*WHAT TO DO:* From the line that includes "Locate the microphone body" to the last line of the records that follow, copy every line exactly and nothing more, omitting pictures.

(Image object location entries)
** begin **

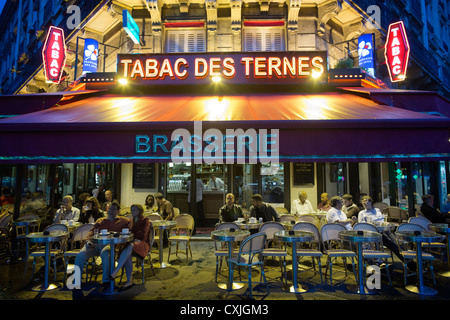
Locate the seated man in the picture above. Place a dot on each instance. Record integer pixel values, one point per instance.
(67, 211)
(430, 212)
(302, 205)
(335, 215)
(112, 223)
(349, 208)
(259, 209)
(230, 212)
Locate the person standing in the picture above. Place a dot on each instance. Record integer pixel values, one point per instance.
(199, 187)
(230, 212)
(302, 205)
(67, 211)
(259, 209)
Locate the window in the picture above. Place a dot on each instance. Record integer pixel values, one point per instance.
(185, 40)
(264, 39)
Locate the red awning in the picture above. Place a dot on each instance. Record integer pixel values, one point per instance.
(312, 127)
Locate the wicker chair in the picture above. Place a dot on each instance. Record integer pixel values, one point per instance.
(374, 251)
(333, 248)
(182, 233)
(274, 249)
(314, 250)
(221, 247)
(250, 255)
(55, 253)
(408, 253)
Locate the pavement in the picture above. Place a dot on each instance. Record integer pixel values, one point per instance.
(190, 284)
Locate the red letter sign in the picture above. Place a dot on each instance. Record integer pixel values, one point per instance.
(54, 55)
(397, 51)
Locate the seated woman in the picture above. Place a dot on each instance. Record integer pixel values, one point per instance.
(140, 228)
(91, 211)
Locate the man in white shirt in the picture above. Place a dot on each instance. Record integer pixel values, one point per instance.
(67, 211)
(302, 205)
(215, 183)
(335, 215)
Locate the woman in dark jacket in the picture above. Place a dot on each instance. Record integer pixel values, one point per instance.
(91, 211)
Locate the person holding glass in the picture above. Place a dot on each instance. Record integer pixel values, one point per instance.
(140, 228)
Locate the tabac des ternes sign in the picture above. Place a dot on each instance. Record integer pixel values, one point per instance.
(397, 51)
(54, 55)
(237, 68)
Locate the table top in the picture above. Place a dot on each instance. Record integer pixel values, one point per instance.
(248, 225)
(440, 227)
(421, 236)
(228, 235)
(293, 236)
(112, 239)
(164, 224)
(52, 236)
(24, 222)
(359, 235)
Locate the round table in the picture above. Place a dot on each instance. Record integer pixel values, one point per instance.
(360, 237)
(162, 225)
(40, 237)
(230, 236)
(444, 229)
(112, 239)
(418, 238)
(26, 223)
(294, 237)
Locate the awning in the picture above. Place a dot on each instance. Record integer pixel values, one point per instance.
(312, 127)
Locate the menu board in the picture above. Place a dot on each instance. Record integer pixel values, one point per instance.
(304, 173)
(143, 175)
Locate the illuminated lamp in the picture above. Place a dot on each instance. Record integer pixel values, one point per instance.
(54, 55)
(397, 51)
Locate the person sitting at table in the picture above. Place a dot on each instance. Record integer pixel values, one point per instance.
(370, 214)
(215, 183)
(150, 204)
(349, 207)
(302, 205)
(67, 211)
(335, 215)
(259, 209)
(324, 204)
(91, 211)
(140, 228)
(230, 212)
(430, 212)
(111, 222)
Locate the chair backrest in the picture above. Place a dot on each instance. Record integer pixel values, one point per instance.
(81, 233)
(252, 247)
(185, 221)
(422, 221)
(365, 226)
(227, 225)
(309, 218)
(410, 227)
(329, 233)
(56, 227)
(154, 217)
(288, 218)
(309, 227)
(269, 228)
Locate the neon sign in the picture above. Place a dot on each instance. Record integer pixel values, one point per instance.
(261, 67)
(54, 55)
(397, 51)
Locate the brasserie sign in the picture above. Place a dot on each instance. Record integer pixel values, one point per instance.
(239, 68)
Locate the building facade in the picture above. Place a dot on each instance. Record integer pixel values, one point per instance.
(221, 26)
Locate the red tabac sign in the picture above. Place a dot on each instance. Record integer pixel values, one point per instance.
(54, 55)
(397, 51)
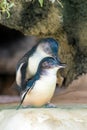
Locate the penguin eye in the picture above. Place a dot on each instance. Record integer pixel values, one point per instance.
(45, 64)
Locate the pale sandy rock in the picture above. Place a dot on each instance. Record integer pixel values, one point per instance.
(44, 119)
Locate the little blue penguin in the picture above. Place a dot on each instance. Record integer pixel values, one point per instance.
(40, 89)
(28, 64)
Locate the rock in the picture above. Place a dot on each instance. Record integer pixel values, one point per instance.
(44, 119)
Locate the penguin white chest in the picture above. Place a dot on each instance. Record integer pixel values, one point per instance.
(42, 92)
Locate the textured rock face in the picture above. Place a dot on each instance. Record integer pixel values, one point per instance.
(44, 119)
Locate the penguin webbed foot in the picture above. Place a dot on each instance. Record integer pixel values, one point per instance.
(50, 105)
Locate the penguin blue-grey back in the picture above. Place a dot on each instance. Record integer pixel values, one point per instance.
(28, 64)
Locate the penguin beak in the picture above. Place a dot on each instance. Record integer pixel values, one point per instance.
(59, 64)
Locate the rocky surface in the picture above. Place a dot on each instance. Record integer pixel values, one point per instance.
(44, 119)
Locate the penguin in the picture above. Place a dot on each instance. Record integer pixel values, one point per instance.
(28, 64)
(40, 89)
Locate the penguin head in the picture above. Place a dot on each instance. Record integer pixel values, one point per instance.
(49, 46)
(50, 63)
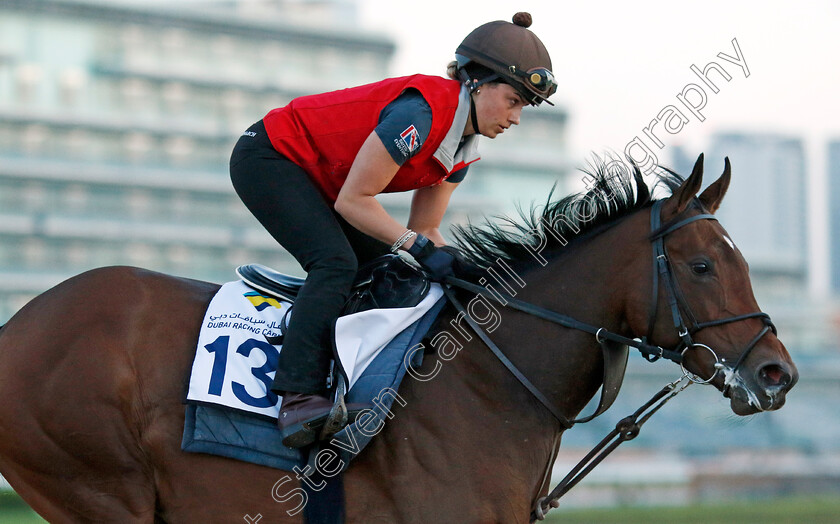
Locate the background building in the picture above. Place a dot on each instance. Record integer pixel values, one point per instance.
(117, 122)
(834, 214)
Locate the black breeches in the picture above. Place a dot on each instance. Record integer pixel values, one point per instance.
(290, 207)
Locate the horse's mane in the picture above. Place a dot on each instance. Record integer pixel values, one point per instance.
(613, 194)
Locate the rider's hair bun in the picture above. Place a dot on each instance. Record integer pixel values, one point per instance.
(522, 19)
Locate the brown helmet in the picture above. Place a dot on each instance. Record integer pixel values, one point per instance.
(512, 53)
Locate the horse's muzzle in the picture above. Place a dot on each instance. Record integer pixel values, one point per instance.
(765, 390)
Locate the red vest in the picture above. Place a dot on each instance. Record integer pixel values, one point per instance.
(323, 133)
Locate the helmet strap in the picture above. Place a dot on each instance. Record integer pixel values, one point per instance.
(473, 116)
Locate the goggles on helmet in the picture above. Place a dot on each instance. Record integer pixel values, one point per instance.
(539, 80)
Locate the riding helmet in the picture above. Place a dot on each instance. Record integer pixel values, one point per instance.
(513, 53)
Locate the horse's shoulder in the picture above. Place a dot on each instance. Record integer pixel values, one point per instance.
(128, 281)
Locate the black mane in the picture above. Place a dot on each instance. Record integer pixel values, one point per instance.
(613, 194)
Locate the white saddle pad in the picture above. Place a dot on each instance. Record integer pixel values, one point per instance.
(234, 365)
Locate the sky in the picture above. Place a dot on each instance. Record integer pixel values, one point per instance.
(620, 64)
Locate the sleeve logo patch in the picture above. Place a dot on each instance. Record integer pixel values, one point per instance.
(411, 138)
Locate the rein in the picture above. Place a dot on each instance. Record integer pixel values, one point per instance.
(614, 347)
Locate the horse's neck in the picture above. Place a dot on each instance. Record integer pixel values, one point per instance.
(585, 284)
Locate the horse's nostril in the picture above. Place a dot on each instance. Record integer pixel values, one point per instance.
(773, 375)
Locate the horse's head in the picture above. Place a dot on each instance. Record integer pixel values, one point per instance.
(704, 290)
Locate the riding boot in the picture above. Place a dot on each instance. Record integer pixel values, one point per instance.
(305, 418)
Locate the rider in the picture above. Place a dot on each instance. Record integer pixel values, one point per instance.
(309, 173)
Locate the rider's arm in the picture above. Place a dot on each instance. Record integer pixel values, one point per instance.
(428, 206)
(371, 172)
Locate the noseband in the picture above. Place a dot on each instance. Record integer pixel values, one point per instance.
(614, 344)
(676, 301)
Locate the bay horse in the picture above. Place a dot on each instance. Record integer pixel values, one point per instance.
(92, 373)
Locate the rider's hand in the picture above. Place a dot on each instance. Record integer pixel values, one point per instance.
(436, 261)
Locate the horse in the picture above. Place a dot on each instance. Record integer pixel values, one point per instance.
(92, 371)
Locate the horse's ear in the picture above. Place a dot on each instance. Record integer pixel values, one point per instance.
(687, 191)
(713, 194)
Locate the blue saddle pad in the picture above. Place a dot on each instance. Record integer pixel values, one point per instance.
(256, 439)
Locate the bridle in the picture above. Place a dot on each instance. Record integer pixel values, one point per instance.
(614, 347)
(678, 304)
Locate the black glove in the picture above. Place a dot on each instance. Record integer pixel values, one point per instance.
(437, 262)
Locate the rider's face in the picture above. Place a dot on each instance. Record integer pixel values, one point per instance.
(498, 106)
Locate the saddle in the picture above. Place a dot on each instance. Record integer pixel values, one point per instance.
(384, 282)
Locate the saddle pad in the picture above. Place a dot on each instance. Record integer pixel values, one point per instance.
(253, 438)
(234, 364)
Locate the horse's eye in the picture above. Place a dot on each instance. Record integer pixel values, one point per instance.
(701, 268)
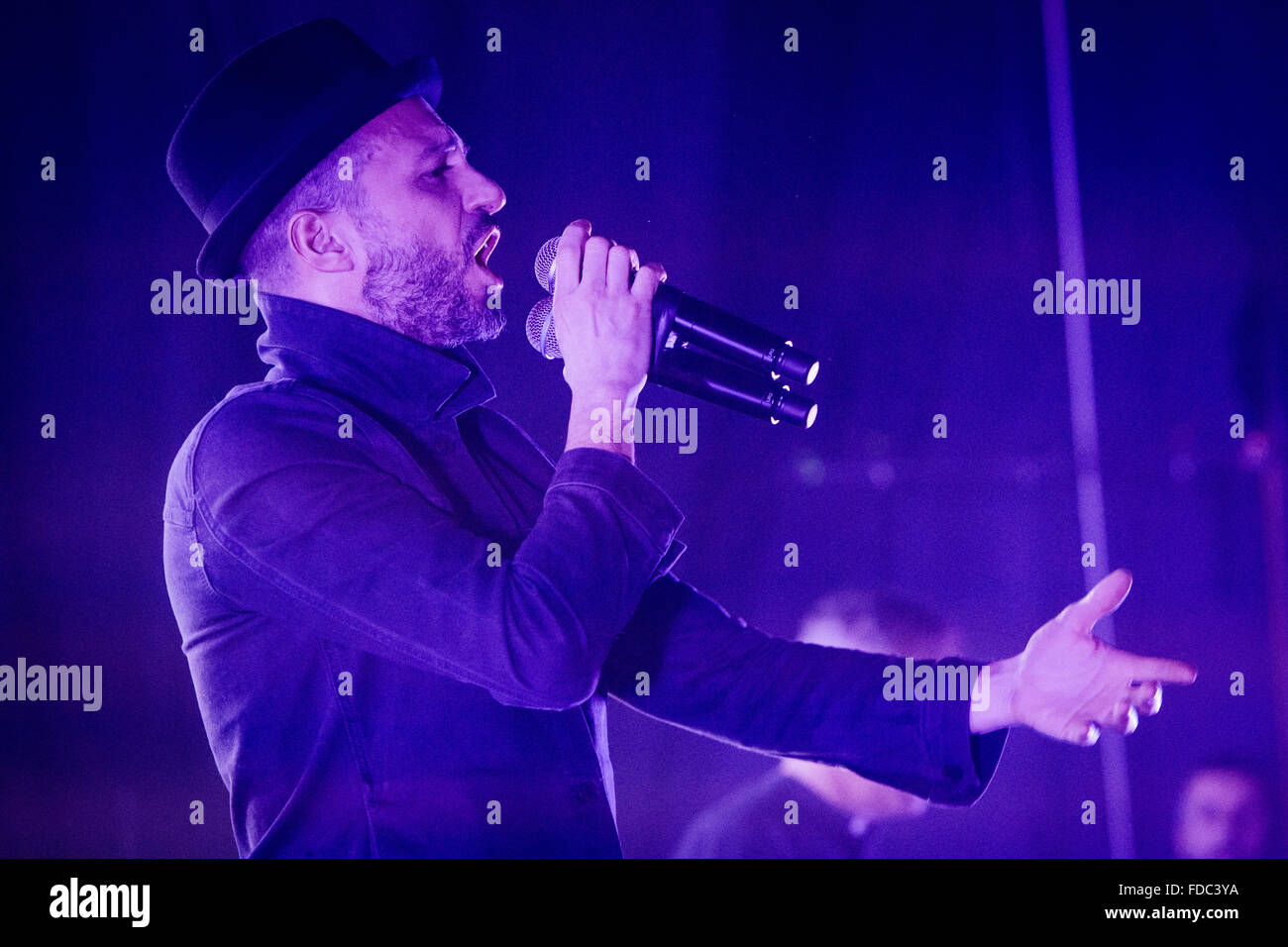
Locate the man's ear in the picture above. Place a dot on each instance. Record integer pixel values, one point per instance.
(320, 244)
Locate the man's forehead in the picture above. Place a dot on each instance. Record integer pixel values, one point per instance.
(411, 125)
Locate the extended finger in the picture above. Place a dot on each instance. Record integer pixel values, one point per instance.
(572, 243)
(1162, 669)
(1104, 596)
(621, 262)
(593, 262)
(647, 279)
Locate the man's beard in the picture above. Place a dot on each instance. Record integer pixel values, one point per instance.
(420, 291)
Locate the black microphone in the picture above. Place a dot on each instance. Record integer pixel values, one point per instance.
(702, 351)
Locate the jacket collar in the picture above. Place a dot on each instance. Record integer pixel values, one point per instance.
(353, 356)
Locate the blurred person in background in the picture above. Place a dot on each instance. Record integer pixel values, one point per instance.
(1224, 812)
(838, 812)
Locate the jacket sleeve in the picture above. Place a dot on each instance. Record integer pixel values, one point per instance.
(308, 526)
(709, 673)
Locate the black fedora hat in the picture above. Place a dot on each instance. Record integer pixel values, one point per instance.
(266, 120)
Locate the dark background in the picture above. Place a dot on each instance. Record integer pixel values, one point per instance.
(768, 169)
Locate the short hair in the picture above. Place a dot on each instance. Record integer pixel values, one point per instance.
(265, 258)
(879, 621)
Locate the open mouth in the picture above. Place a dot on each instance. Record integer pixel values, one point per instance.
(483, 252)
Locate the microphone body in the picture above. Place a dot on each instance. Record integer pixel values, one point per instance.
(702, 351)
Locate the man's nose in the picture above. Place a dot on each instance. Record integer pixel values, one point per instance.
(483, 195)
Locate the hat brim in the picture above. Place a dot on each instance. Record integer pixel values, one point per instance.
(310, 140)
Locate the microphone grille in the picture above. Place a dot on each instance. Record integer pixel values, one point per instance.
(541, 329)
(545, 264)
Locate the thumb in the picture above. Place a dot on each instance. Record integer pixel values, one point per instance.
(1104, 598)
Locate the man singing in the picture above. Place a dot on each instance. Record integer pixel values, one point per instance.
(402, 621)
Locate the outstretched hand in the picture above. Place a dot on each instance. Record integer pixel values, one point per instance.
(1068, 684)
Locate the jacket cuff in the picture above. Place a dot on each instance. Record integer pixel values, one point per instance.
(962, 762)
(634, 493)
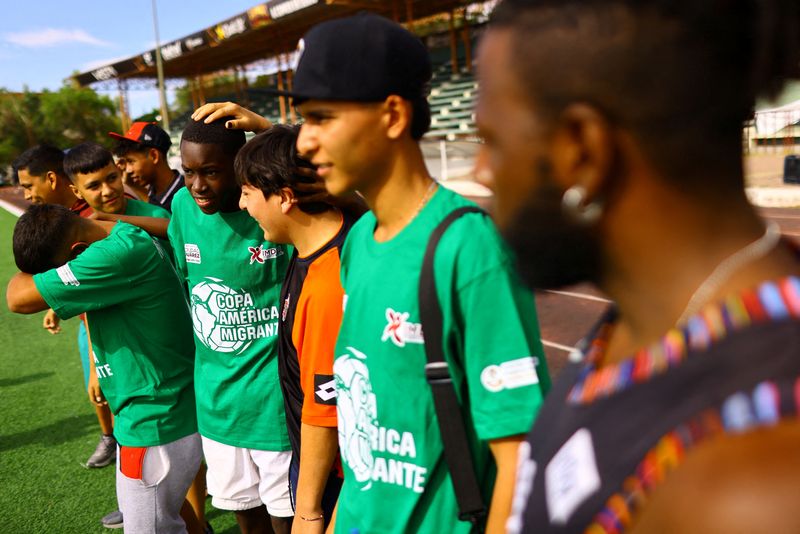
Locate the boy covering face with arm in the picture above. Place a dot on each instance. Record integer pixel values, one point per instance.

** end **

*RESPONSE BELOW:*
Locate the microphone body in the picture above. Place a dot on each instance. Record integer pixel values, one point per instance.
(702, 351)
Locate the man's nose in the picture above. Place a dot on each instance. Record integer pixel values, one point per instance.
(483, 195)
Locate the hat brim in the picture above. Place a dot on each instance. Record integer pixel values, one point per instance.
(310, 140)
Locate the microphone grille in the picture above. Place a dot on each instance. Record integer pixel values, one point per instance.
(541, 329)
(545, 264)
Locate the thumb in the picture above. Place a dot on each instance. Record integer pixel values, one point per instance.
(1104, 598)
Locate the man singing in the picture above. Place a dot on each instance. Record integer pixel values, one point per instance.
(402, 621)
Locate the outstretched hand in the picture above. Place a dot on each instance. Record integer pixel values, one point per instance.
(1068, 684)
Locate the jacket cuff in the picture above. Place a dot on each instance. Record integer pixel values, one point per instance.
(962, 762)
(634, 493)
Locate the boy covering face with arm in the picture above. Place a dot on each instance. Record integer pixel values, one point per instance.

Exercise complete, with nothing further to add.